Exercise - Could you give the material again from the line with "Where can you spot the harbor" through the line with "[[581, 710]]", changing "harbor water" to "open water" and keeping everything else the same?

+++

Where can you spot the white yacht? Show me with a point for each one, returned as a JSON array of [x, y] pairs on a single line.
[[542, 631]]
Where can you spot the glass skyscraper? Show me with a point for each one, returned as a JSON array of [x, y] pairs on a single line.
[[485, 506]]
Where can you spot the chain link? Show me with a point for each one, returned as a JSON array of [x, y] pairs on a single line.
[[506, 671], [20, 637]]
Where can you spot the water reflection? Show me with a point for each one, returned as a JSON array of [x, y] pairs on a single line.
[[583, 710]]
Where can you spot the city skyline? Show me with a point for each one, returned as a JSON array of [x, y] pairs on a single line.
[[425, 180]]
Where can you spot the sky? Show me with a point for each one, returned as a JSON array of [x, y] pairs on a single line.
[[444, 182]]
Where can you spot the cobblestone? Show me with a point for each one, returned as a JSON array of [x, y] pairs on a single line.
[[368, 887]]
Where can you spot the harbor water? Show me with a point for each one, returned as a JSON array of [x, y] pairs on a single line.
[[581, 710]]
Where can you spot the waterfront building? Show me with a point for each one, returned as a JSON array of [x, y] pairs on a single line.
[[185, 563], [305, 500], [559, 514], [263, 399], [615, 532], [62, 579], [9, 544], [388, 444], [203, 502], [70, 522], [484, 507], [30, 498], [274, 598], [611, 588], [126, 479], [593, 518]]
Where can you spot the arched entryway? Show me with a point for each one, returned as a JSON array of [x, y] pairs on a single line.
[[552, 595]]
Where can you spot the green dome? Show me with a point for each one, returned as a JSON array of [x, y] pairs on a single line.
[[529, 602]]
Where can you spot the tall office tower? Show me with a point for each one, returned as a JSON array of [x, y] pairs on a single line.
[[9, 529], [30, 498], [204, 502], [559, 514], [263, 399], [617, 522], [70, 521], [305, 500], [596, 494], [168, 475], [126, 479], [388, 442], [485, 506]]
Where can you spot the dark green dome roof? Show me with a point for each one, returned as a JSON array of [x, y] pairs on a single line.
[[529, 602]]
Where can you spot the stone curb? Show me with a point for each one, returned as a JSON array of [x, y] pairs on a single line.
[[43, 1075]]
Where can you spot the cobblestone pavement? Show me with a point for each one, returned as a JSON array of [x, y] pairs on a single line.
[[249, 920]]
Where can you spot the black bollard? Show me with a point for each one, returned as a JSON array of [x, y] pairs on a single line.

+++

Exercise output -
Where can you spot the open water? Show me with a point for each one, returned as a JSON array of [x, y] pairs on a single line.
[[581, 710]]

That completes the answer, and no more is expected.